**What to do**
Retype all of the data below word for word, keeping every line in its original order. Leave the pictures out of your copy.

**Data section**
========================================================================

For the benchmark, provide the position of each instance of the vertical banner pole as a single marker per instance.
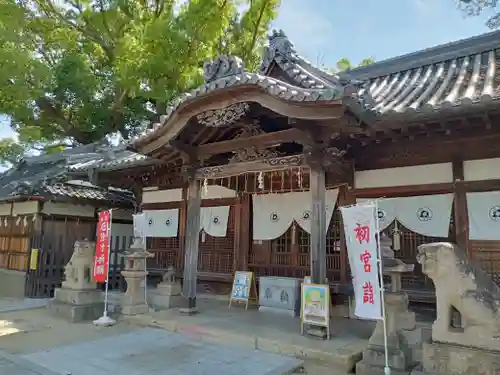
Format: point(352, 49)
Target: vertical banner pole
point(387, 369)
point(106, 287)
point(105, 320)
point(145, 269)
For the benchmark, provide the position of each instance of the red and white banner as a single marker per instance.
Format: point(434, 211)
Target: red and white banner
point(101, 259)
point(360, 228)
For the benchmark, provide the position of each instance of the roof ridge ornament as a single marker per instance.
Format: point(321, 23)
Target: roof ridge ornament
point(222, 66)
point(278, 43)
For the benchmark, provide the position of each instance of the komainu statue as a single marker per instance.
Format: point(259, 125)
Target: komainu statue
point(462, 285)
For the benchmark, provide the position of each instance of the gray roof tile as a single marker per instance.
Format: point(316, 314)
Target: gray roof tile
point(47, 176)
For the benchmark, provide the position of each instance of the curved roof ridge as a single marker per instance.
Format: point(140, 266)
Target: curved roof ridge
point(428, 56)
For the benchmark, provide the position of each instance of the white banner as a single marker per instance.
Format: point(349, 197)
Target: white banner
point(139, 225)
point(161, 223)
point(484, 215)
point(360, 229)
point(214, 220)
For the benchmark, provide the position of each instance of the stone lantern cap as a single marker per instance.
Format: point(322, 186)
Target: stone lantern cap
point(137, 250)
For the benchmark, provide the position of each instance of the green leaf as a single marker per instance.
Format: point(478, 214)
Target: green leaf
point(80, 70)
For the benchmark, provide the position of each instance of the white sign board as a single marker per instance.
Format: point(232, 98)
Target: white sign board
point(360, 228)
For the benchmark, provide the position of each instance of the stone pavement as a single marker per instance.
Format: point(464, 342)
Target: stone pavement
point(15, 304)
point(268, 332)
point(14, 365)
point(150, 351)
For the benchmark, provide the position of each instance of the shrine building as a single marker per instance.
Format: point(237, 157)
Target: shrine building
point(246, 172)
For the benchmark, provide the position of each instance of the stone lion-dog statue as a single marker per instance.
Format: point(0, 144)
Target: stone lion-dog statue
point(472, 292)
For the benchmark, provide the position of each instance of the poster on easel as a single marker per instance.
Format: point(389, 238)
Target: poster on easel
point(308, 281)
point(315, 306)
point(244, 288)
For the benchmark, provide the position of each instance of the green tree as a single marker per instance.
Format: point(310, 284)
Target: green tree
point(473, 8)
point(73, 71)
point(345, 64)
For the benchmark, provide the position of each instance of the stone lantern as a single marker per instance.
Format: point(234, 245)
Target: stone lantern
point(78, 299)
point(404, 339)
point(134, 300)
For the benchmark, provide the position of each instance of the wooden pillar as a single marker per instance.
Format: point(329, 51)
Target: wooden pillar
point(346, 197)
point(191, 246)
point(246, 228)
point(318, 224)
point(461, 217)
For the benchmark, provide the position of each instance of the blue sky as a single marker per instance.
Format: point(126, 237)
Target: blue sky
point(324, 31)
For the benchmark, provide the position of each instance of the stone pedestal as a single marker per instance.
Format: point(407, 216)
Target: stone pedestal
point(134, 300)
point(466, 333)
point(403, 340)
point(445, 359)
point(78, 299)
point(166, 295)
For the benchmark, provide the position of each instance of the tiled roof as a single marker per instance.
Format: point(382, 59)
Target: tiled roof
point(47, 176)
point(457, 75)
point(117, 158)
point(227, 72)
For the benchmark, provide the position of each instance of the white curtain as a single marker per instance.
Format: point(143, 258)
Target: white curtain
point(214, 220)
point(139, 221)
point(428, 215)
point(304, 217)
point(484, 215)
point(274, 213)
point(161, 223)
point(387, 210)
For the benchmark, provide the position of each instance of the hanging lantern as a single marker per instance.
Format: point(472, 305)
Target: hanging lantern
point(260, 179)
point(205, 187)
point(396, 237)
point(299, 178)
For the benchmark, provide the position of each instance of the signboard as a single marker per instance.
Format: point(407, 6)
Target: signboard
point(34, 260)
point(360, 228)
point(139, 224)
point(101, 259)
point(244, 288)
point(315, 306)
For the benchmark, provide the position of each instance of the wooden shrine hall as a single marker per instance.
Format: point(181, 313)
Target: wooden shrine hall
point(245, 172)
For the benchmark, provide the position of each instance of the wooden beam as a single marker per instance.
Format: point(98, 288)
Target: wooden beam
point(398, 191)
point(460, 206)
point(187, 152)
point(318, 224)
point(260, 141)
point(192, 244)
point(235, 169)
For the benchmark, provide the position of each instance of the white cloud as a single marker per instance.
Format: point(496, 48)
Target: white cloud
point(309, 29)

========================================================================

**Answer to the task**
For the benchmark, provide the position of each instance of the vertical banner pole as a single marker per instance.
Format: point(352, 49)
Target: vertical banner pole
point(387, 369)
point(106, 287)
point(105, 320)
point(145, 269)
For the benchmark, provide the position of each instance of the red and white banner as a single marker per instance.
Format: point(434, 211)
Target: red and white banner
point(101, 259)
point(360, 228)
For the benchmark, provide the position of each instance of the roof ridge ornament as a single marker per instance.
Format: point(321, 23)
Target: roof ridge ornament
point(222, 66)
point(278, 43)
For the benchmark, provide the position of each instance of the komainu statue as a single marker per instance.
Format: point(259, 125)
Target: komainu statue
point(462, 285)
For the benchmark, provide the position of each instance of the gray roof tile as a single marker per instance.
Format: point(316, 314)
Target: gray roof tile
point(47, 176)
For the benchmark, provide the position of each instance of the curved roof ridge as a single marker per instance.
Format: point(140, 266)
Target: curved roof ridge
point(428, 56)
For the benchmark, provide the position of each instance of the white banner as a single marker per instance.
Format: point(349, 197)
Target: white banner
point(139, 225)
point(161, 223)
point(484, 215)
point(360, 229)
point(214, 220)
For the benchmark, provide the position of each instance of the stone lantern cap as a single marker per instance.
Format: point(322, 186)
Target: stone lantern cap
point(137, 250)
For the benchmark, provide the position of each instance of the green leaf as a single marker per instance.
Format: point(478, 214)
Target: green leaf
point(80, 70)
For the benchmark, provide the position of each instance of the white sign board as a single marker per instance.
Format: point(232, 98)
Target: white sign board
point(360, 228)
For the benchmark, provide the position of each instance of the stone pavement as a single marker per instance.
Format: point(464, 342)
Target: stone pavement
point(15, 304)
point(268, 332)
point(14, 365)
point(150, 351)
For the benchmark, provide the position of each instance of the shrine building as a single marker per instance.
Format: point(237, 157)
Target: shrine building
point(246, 172)
For the benchmark, provide the position of each instance of the stone lion-dog statue as a single marker per instance.
Format: point(0, 144)
Target: stone lion-dog statue
point(472, 292)
For the benchmark, provide the position of each instance of the poster on easel as a single marker per instance.
Format: point(389, 238)
Target: poster on easel
point(308, 281)
point(315, 306)
point(244, 288)
For the benchmark, provide the position of each instance of the green tree as a single marker per instance.
Format: point(310, 284)
Target: green tree
point(473, 8)
point(73, 71)
point(345, 64)
For the benchmark, provide the position of each instance of the stone lantern as a single marker per instance.
Format: point(234, 245)
Target: stone lantern
point(78, 299)
point(404, 339)
point(134, 300)
For the benchmark, provide the position of each instance of the wooden pillar as a single marker per instance.
Format: point(329, 51)
Target: wooden pillar
point(346, 197)
point(191, 246)
point(246, 228)
point(318, 224)
point(461, 217)
For the benchmark, provide the position of each instance of the blue sky as a single marker per instance.
Format: point(126, 237)
Target: blue sky
point(324, 31)
For the benchmark, provide the position of each instance of the stone pedestal as a single marker per instance.
Format: point(407, 216)
Target: stone pedestal
point(134, 300)
point(466, 333)
point(403, 340)
point(445, 359)
point(78, 299)
point(166, 295)
For the benchmark, provide the position of each instance of the tiled roof as a single marker per instance.
Format: point(382, 59)
Target: tiled roof
point(47, 176)
point(457, 75)
point(117, 158)
point(227, 72)
For the benchmark, provide the position of each instance of the white curtain as a single marker per instance.
Format: point(143, 258)
Target: white curtain
point(214, 220)
point(139, 221)
point(428, 215)
point(304, 217)
point(484, 215)
point(274, 213)
point(161, 223)
point(387, 210)
For the benchmark, provide the position of each instance of the hanging lantern as a single marker per instance.
Format: point(472, 305)
Target: hanging lantern
point(260, 179)
point(205, 187)
point(396, 237)
point(299, 178)
For the benchmark, provide the position of each instance of the signboard as a single marker per instance.
Format: point(407, 6)
Target: signboard
point(34, 260)
point(360, 228)
point(139, 224)
point(101, 259)
point(244, 288)
point(315, 306)
For the benchmark, provide the position of each instance of the wooden shrine hall as a single marker per instance.
Format: point(181, 313)
Target: wooden shrine hall
point(245, 172)
For the benchmark, provide the position of each instance of the wooden beam as a single marker per instance.
Format: point(98, 288)
Target: wooden beam
point(398, 191)
point(460, 206)
point(187, 152)
point(318, 224)
point(260, 141)
point(192, 244)
point(235, 169)
For the benchmark, provide the position of each instance of the white cloud as a single marker per instance.
Format: point(496, 48)
Target: white cloud
point(309, 29)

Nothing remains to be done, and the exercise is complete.